Return every one of the lines below unchanged, character for character.

----

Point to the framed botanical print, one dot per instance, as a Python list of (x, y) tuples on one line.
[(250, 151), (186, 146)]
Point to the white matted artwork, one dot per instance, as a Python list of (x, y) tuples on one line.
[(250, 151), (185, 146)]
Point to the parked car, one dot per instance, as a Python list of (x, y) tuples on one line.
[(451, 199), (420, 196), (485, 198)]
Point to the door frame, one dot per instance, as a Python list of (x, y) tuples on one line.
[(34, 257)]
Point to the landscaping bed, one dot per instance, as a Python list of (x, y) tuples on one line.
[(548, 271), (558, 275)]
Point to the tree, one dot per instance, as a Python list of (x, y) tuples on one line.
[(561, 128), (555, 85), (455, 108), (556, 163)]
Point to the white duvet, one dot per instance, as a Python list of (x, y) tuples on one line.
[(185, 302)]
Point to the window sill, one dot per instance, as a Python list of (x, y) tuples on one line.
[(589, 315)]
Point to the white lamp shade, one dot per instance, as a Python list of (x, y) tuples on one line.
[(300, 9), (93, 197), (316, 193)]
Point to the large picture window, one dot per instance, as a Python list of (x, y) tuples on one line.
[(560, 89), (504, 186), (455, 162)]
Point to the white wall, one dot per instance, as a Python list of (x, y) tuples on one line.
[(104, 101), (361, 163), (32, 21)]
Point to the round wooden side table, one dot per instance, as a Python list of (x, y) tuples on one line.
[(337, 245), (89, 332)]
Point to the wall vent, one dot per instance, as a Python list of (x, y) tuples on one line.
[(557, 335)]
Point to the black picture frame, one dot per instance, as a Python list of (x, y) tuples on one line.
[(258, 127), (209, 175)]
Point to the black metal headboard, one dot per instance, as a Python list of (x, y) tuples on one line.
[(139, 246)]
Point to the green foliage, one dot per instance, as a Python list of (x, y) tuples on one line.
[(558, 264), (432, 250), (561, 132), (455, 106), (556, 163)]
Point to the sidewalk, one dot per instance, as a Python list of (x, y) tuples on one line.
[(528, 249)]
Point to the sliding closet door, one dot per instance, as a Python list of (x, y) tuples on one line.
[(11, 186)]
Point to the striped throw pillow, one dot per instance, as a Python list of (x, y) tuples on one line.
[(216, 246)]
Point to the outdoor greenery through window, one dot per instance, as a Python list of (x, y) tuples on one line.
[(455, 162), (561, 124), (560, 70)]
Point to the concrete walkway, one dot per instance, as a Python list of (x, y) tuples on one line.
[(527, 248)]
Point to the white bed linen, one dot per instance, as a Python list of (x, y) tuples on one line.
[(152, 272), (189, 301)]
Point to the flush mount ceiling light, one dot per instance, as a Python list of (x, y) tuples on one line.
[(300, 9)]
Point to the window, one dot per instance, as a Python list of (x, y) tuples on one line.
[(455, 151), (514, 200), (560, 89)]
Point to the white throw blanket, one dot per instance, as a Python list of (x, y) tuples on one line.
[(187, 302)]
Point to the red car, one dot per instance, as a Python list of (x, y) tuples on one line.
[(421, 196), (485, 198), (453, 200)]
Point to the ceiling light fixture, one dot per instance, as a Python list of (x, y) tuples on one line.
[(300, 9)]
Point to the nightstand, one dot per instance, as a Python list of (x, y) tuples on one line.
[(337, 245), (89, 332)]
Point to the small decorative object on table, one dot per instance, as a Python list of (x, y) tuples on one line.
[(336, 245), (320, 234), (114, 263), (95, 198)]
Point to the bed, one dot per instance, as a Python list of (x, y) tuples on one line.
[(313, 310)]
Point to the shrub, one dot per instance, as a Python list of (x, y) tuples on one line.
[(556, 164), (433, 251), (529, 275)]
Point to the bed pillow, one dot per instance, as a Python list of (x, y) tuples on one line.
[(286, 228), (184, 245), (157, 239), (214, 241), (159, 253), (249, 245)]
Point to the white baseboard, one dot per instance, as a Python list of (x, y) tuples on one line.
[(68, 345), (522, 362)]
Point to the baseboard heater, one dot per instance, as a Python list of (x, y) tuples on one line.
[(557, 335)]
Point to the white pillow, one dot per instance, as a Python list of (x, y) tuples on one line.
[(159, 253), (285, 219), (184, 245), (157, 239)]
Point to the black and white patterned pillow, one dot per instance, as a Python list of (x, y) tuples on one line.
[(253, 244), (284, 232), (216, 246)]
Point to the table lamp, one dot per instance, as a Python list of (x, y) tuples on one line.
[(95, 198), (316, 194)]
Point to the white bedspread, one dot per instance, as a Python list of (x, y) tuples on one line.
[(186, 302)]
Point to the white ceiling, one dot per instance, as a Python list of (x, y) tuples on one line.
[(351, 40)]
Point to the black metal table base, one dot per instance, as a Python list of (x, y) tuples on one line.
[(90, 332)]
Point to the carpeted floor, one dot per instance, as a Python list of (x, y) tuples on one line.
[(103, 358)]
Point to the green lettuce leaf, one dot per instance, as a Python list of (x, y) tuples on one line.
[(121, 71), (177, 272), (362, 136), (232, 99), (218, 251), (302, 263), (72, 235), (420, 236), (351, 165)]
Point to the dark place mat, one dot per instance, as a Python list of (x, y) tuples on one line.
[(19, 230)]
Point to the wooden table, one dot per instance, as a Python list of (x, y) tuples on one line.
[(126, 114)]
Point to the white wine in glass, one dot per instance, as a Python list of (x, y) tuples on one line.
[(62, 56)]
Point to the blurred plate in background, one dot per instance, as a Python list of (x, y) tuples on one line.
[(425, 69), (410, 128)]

----

> **Output**:
Point to the framed botanical print, one dot per instance, as a Python list of (x, y) tuples on one line.
[(250, 151), (186, 146)]
Point to the white matted artwork, one dot per instance, as a Python list of (x, y) tuples on one line.
[(250, 151), (185, 146)]
Point to the parked car, one dot per instance, as a Python list of (x, y) tuples on one line.
[(451, 199), (420, 196), (485, 198)]
Point to the door frame, one dot per instance, as a Python list of (x, y) tuples on one line.
[(34, 257)]
Point to the landscaping bed, one dot per instance, as a Python list of (x, y) tuples on one line.
[(548, 271), (558, 275)]
Point to the tree, one dot per instance, as a Python list of (x, y) tuples on one line.
[(561, 128), (555, 85), (455, 108), (556, 163)]
Point to the white duvet, one dot per instance, as a Python list of (x, y) tuples on one line.
[(185, 302)]
Point to the window sill, one dot per instance, as a Python list of (x, y) tuples on one line.
[(589, 315)]
Point to the white lamp shade, one dot per instance, as a Python list of (x, y) tuples on one line.
[(300, 9), (93, 197), (316, 193)]
Point to the large picture window, one dot per instance, as a Python list of (x, y) tuples on one line.
[(560, 89), (504, 186), (455, 162)]
Point to the white wall, one dot per instance, as a Python list of (x, y) tuples on one line.
[(104, 101), (361, 163), (32, 21)]
Point to the round wooden side table, one dot per instance, as a Python list of (x, y) tuples on one line.
[(337, 245), (89, 332)]
Point to the wall vent, one dot per instance, as a Python list of (x, y) tuples on one line.
[(557, 335)]
Point to the black picture frame, one dot per instance, as a Python list of (x, y) tuples on one line.
[(258, 127), (209, 175)]
Point to the black metal headboard, one dot per instance, as a Python list of (x, y) tuples on one line.
[(139, 246)]
Point to the green foliage, one dot per instance, as a Python list of (x, y) tuples on one line.
[(558, 264), (432, 250), (561, 132), (455, 106), (556, 163)]
Point to the sidewalk, one dot per instance, as a Python list of (x, y) tuples on one line.
[(528, 249)]
Point to the sliding closet door, one dot per instance, as a Python list of (x, y) tuples on one line.
[(11, 186)]
Point to the striped throw pillow, one dot per instance, as a Python list of (x, y) tuples on one line.
[(216, 246)]
Point to the outdoor greenery through window, one dot per instance, as a Python list of (x, y) tuples on one line.
[(455, 162), (561, 124), (560, 70)]
Point to the concrete walkway, one dot per instance, as a Python list of (x, y) tuples on one line.
[(527, 248)]
Point to the white bed linen, one dot per instance, as a Python list of (x, y) tuples on one line.
[(152, 272), (189, 301)]
Point to the flush mount ceiling light, one dot per instance, as a Python list of (x, y) tuples on one line.
[(300, 9)]
Point to the window, one dot per instance, as a Python list of (x, y) tuples on one line.
[(455, 151), (514, 200), (560, 89)]
Point to the white throw blanket, one dot per instance, as a Python list of (x, y) tuples on one line.
[(187, 302)]
Point to the red car, one dot per instance, as a Python list of (x, y) tuples on one line.
[(421, 196), (485, 198), (453, 200)]
Point to the ceiling light fixture, one dot per instance, as a Python list of (x, y) tuples on one line.
[(300, 9)]
Point to the nightstand, one dot per instance, as a Python list of (x, y) tuples on one line.
[(337, 245), (89, 332)]
Point to the small decorative object on table, one dot per instance, as a Python list of (x, y) tuples on one line.
[(336, 245), (320, 234), (114, 263), (95, 198)]
Point to the bed, one dot per instance, as a Python list of (x, y) tuples on one line.
[(313, 310)]
Point to the shrub, one dot per instance, as a Python list of (x, y) tuples on one line.
[(556, 164), (433, 251), (529, 275)]
Point to the bed pillow, one dot per instance, as a Python list of (x, y) tuples on one line.
[(286, 228), (184, 245), (157, 239), (214, 241), (159, 253), (249, 245)]
Point to the white baseboard, one dot per instance, as a Python list of (x, y) tuples on one line.
[(68, 345), (522, 362)]
Point to the baseboard heater, one dot per instance, as a Python list of (x, y) tuples on one line.
[(557, 335)]
Point to the white pillow, one dot per instance, as a Python list of (x, y) tuples on one line.
[(159, 253), (285, 219), (184, 245), (157, 239)]
Point to the black and white patterned pillow, one dot per instance, as a Python list of (x, y) tuples on one line.
[(253, 244), (284, 232), (216, 246)]
Point to the table lamp, one dot per instance, as a Python list of (x, y) tuples on one line.
[(95, 198), (316, 194)]
Point to the white bedspread, one dot per instance, as a Python list of (x, y) tuples on one line.
[(186, 302)]
Point to the white ceiling, one dot per instance, as a Python list of (x, y) tuples on one line.
[(351, 40)]
Point to the black metal table base, one dot per instance, as a Python list of (x, y) tuples on one line.
[(90, 332)]
Point to the carpeted floor, one dot per instance, as a Python list of (x, y) tuples on one line.
[(103, 358)]
Point to the green lettuce leaf, one dot per instance, as a Python list of (x, y) tuples on one line.
[(121, 71), (177, 272), (362, 136), (232, 99), (218, 251), (302, 263), (72, 235), (420, 236), (351, 165)]
Point to the dark place mat, one dot per instance, as a Python list of (x, y) tuples on one line.
[(19, 230)]
Point to the wooden table, one dot per instance, as a Python list of (x, y) tuples on one line.
[(126, 114)]
Point to the white wine in glass, one dot per instance, as a Python list of (x, y) tuples on one line.
[(62, 56)]
Point to the blurred plate in background, one dot per instance, as a Python list of (x, y) tuples on one line.
[(425, 69), (410, 128)]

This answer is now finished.